Raw records:
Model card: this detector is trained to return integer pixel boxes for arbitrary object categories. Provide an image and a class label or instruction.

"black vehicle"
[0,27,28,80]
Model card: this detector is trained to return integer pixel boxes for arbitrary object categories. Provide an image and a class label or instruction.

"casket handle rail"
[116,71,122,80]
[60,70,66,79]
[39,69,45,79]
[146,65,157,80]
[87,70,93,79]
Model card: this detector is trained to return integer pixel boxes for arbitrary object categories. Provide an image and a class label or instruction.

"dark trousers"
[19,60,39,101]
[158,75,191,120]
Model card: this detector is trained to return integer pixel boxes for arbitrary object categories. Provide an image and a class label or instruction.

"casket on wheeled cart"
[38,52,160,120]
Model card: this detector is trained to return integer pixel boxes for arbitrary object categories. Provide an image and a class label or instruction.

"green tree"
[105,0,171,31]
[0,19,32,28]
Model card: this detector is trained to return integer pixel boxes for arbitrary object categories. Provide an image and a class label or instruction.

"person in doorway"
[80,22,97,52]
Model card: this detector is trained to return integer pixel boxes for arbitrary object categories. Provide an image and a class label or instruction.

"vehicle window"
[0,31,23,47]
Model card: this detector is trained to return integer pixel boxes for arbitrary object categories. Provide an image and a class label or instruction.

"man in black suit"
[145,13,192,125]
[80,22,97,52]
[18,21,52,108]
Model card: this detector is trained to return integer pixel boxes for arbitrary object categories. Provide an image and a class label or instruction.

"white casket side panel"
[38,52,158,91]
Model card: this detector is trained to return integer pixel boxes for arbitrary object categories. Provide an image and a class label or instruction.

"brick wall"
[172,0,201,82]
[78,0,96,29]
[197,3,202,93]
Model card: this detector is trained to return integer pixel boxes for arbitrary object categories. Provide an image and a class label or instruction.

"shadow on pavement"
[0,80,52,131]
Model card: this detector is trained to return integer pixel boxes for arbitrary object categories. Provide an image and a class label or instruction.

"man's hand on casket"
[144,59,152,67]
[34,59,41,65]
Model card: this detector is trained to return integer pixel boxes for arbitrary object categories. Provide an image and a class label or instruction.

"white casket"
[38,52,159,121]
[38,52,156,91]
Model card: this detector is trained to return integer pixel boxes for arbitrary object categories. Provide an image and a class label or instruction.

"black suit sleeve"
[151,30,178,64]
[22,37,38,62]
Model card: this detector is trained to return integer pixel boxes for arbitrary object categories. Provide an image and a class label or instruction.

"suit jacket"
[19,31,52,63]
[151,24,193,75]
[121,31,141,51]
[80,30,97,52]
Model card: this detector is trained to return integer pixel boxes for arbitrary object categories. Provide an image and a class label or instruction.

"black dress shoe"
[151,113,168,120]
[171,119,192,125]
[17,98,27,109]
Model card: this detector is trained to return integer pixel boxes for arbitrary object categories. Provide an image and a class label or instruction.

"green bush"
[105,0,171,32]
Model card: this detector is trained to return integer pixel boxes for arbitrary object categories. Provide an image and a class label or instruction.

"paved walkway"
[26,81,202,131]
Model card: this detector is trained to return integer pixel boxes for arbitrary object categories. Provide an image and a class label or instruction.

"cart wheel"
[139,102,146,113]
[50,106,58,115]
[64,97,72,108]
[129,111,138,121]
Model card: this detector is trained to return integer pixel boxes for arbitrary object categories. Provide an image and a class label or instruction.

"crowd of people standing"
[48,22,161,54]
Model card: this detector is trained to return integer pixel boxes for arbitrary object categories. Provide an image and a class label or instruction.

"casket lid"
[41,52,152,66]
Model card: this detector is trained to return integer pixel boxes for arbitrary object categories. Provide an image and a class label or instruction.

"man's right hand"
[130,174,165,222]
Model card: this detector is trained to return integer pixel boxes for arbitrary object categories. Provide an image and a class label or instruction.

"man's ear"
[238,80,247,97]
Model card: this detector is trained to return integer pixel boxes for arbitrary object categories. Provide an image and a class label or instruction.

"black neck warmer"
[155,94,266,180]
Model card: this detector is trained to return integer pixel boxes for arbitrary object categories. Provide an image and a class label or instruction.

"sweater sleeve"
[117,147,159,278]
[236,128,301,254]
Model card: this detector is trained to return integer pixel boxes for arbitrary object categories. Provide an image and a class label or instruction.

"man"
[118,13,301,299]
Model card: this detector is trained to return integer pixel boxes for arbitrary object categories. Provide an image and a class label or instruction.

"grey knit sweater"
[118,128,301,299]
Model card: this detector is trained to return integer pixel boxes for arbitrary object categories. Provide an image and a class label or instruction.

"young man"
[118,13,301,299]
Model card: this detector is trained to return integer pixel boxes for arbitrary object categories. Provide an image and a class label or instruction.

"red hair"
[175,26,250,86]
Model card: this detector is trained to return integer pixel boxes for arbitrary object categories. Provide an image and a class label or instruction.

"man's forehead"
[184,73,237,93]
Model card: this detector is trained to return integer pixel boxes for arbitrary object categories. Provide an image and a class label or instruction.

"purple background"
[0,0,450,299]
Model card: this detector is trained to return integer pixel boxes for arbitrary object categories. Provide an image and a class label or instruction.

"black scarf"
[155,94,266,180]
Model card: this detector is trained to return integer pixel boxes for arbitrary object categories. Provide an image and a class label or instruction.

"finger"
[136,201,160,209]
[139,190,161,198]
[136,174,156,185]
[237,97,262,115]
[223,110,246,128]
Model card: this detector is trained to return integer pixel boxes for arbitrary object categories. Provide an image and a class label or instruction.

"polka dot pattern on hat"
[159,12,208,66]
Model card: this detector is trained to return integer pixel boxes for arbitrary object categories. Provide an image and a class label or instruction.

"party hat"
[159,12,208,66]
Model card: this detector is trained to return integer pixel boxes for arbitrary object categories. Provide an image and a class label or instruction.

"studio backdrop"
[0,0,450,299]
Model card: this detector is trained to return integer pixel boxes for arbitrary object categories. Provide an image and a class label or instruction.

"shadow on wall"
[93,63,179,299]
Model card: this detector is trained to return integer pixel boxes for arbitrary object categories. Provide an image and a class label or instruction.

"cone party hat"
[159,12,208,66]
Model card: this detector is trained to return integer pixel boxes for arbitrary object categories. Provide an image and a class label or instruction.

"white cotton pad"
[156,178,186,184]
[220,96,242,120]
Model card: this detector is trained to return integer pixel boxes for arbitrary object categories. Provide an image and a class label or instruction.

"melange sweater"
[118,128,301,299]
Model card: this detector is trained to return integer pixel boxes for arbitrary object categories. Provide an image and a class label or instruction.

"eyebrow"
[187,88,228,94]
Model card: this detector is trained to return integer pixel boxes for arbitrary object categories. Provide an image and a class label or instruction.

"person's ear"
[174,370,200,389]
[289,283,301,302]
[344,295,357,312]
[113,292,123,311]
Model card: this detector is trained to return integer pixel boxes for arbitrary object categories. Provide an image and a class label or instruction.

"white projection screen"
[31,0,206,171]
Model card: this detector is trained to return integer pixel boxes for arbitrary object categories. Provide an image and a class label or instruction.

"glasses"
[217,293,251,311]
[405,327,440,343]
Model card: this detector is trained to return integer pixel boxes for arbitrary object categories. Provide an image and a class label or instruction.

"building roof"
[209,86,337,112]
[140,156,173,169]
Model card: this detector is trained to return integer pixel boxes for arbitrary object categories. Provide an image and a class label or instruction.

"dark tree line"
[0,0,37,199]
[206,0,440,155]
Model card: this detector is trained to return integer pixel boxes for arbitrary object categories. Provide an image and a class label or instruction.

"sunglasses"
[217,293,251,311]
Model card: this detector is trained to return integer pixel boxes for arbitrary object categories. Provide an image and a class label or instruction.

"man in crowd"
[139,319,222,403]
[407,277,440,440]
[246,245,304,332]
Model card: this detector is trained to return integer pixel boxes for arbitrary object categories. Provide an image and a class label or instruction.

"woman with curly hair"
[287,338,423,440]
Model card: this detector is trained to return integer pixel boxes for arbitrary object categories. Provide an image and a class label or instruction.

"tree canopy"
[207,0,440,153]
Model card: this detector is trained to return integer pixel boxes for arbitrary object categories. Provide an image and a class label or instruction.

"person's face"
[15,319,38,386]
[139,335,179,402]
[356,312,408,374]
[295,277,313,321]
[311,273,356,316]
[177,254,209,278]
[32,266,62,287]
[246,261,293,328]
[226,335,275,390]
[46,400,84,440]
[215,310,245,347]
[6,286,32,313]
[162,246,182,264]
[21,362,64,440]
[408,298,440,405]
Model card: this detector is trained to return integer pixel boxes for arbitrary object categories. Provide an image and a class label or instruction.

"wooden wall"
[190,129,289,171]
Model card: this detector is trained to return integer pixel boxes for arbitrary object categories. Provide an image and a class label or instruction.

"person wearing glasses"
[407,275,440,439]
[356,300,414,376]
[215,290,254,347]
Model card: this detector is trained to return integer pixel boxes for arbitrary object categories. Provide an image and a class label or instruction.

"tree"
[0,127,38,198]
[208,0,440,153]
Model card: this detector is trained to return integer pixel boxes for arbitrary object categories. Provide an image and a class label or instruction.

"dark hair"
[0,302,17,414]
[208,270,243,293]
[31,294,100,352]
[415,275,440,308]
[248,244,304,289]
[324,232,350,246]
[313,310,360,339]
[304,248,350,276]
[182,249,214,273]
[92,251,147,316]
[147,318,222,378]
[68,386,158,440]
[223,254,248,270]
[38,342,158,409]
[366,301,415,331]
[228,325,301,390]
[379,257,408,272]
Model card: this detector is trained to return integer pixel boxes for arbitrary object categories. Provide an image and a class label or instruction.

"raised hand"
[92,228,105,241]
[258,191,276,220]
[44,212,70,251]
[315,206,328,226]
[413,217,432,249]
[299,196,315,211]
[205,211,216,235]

(Aim): Can you scale the entries above, starting at the very beginning and ending at the line containing "[0,27,28,80]" (both included), by writing those lines out again with their requests and multiplying every bounding-box coordinate by 1.6? Round each result to a whole number, with halves going up.

(Result of this task):
Model card: this detector is trained to return integer pixel boxes for arbitrary object categories. Provide an image and a class label or instruction.

"black vehicle"
[0,43,45,128]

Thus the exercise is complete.